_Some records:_
* * * * * * *

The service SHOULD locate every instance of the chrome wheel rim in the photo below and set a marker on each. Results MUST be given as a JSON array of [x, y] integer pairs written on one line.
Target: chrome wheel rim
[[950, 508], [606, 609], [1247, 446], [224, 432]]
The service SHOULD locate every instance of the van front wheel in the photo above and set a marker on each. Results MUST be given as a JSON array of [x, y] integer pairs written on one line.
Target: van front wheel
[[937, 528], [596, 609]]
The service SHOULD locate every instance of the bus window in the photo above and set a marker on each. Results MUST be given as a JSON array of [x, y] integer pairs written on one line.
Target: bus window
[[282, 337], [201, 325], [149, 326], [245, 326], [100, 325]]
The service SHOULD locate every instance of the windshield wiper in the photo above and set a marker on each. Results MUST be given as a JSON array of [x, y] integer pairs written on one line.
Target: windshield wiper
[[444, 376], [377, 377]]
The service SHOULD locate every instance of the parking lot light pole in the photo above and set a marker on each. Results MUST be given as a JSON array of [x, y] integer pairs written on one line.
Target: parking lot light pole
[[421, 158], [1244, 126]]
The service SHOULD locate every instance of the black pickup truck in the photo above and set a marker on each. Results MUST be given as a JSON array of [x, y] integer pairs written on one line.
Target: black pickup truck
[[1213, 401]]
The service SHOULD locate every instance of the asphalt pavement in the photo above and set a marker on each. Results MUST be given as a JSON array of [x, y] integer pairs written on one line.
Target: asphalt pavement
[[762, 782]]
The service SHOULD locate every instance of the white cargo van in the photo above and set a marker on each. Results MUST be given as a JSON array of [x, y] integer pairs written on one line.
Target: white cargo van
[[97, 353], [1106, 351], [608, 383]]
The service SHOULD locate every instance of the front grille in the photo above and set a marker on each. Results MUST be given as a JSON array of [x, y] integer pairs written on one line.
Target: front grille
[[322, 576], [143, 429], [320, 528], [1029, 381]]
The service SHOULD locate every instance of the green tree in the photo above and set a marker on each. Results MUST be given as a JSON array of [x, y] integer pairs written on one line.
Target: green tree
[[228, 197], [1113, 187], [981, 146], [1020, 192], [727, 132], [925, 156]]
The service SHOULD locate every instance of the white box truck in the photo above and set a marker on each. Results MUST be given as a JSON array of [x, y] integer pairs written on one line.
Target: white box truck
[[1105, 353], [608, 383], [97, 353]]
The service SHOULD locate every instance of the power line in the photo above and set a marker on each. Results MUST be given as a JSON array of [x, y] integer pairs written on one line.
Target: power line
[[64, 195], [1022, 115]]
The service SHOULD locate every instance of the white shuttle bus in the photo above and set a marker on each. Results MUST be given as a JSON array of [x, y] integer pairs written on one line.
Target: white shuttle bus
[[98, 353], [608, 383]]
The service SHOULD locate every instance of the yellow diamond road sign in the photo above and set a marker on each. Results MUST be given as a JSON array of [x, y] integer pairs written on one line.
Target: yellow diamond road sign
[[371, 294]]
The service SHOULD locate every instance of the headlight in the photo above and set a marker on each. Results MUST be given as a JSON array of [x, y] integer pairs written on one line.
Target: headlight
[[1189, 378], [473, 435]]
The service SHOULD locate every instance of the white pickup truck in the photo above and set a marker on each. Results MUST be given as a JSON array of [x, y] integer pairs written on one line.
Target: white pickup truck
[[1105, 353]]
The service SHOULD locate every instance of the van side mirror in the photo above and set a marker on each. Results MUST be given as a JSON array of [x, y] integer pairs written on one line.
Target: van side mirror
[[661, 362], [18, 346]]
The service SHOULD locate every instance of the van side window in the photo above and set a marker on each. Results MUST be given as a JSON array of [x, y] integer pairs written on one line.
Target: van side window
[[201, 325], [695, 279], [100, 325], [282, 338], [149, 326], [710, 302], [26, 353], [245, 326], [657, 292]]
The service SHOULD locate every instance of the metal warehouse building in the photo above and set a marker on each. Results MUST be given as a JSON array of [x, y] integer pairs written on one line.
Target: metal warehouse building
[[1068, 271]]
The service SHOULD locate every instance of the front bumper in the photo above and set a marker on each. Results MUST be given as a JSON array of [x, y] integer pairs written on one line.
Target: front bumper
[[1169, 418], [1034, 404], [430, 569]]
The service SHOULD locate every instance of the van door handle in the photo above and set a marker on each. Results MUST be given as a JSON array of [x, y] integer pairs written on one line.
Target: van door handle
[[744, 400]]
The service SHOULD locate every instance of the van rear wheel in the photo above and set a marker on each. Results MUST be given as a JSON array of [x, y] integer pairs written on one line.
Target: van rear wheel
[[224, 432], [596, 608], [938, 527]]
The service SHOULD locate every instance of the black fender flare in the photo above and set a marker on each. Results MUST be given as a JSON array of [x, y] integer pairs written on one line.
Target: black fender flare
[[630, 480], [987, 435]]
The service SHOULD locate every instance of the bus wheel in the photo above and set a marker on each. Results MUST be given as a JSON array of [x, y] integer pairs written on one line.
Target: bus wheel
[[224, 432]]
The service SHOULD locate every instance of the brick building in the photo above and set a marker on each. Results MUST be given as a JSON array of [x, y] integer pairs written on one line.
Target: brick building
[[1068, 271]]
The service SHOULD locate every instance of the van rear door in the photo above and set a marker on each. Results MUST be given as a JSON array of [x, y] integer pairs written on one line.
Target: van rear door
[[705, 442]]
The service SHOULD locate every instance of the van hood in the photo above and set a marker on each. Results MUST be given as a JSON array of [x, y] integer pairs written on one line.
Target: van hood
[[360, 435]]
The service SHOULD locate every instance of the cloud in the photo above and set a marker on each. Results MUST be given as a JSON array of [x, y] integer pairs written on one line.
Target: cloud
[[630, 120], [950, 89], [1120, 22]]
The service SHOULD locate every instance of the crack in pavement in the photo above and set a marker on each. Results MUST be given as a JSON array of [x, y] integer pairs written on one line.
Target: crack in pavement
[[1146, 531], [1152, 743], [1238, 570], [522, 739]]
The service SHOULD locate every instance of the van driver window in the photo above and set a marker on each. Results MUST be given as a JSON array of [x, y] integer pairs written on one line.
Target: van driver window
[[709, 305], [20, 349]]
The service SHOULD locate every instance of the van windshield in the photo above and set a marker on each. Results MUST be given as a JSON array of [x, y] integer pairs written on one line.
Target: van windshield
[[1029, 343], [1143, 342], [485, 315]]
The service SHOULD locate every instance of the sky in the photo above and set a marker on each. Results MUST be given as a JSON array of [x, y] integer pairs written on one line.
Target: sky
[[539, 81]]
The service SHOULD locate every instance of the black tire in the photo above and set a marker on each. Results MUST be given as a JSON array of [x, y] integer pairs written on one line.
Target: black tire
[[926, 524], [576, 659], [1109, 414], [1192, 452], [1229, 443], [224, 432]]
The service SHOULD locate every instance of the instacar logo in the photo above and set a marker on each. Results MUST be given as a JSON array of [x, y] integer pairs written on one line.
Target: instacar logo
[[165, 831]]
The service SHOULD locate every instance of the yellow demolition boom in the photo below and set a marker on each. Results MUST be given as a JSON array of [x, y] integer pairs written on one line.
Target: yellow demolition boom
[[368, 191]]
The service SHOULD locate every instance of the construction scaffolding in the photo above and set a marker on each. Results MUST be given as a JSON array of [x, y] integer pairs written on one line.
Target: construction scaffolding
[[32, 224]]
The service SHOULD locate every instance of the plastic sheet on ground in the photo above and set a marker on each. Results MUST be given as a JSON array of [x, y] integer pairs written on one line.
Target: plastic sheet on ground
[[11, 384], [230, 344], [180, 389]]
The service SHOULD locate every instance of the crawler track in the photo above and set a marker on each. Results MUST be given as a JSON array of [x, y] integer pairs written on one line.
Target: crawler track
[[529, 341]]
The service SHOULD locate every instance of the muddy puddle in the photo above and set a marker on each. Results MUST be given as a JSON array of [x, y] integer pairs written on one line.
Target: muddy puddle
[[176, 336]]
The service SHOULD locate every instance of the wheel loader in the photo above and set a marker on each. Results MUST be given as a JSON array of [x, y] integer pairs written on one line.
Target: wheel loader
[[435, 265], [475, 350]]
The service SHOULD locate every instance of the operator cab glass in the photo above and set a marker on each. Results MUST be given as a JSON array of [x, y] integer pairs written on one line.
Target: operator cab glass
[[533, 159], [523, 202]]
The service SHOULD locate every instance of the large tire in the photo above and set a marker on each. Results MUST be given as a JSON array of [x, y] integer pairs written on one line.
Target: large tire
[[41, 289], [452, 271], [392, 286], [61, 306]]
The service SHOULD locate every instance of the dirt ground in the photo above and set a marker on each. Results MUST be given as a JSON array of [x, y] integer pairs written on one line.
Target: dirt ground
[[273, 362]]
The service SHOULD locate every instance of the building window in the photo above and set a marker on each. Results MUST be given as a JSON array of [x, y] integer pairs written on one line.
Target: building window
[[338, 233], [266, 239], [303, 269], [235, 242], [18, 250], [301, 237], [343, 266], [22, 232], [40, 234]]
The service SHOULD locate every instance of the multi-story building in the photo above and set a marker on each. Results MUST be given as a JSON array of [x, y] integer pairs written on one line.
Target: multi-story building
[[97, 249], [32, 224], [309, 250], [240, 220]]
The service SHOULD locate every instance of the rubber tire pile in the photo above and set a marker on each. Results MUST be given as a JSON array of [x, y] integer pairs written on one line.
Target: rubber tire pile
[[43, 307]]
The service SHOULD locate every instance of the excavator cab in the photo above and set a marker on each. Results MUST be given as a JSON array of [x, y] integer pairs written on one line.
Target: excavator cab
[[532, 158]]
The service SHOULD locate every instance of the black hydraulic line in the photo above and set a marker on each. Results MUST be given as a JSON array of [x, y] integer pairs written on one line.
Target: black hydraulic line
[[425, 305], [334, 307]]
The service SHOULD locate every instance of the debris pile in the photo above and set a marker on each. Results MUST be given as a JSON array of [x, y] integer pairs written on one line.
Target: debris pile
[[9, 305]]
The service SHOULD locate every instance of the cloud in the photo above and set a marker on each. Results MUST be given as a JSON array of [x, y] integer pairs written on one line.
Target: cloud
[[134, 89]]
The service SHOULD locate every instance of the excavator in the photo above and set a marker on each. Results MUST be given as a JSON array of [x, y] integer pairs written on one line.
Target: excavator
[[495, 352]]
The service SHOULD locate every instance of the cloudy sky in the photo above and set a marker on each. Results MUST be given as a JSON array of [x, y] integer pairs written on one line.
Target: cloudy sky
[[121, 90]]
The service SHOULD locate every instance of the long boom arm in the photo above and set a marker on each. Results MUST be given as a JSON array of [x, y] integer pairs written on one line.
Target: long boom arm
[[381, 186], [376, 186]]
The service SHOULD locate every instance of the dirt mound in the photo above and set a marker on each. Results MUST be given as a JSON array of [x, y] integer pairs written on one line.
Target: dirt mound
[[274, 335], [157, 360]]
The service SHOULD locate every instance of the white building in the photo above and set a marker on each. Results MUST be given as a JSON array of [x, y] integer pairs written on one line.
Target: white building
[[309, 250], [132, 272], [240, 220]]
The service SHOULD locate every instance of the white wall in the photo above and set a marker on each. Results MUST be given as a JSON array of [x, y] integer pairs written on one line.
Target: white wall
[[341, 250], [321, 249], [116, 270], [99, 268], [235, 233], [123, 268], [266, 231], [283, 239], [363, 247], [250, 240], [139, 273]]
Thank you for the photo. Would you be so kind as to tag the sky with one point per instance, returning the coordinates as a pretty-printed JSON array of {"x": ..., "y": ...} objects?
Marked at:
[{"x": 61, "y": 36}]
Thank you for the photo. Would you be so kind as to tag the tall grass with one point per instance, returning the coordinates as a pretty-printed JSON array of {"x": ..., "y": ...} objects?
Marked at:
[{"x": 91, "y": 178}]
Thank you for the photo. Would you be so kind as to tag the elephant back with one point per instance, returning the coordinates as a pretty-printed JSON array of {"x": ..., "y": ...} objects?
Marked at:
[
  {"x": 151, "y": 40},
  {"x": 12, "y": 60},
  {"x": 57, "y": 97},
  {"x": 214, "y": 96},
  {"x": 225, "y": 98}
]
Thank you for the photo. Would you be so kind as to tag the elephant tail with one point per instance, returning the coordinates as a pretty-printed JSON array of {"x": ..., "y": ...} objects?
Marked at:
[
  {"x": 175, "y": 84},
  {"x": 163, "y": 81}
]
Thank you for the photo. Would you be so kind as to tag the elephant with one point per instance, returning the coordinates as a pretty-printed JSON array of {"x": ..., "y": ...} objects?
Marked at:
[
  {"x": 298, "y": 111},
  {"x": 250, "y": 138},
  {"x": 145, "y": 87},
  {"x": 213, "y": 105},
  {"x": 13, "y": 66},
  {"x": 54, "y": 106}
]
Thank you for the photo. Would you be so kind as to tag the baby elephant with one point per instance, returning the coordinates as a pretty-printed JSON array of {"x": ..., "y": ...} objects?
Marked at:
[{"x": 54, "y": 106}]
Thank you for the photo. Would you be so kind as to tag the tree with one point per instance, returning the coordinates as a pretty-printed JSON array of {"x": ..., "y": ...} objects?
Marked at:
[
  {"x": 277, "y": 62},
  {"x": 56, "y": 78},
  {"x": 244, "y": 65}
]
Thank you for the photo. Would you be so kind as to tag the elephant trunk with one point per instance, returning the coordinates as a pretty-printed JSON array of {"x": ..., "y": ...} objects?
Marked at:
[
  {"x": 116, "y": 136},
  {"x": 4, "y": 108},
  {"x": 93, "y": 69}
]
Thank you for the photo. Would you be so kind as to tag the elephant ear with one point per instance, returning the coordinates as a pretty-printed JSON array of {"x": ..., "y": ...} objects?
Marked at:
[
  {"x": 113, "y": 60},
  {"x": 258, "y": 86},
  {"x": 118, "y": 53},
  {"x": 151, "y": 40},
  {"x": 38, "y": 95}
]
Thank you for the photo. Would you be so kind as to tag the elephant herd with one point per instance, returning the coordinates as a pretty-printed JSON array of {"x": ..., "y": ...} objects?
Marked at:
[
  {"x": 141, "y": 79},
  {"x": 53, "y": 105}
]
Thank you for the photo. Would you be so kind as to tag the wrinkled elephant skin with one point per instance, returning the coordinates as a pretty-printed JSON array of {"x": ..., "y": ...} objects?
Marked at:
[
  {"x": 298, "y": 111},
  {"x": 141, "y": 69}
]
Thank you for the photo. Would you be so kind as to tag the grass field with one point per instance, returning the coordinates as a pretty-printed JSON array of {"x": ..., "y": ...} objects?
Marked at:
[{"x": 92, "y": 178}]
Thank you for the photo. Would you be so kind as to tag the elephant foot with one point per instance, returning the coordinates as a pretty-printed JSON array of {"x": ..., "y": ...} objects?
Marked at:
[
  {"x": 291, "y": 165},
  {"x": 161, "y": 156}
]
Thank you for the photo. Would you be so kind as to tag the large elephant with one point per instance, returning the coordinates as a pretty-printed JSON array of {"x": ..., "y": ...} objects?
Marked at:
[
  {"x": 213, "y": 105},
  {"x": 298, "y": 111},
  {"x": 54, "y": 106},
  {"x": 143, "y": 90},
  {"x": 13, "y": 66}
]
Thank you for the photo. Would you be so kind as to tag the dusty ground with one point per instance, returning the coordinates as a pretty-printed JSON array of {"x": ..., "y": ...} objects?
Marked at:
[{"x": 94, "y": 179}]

* * * * * * *

_TASK DESCRIPTION:_ Rewrite the lines from the one holding "The service SHOULD locate every instance of the black fender" through the one holding "[[630, 480], [987, 435]]", inclusive, replacing "black fender flare" with "dark wheel arch trim" and leaving everything else as it is.

_COMPLETE ANSWER:_
The service SHOULD locate every instance of the dark wheel arch trim in the photo above and set a marker on each. Results MUST be given as a JSON array of [x, y] integer pairs written on one line.
Target: dark wheel arch trim
[[630, 480], [987, 435]]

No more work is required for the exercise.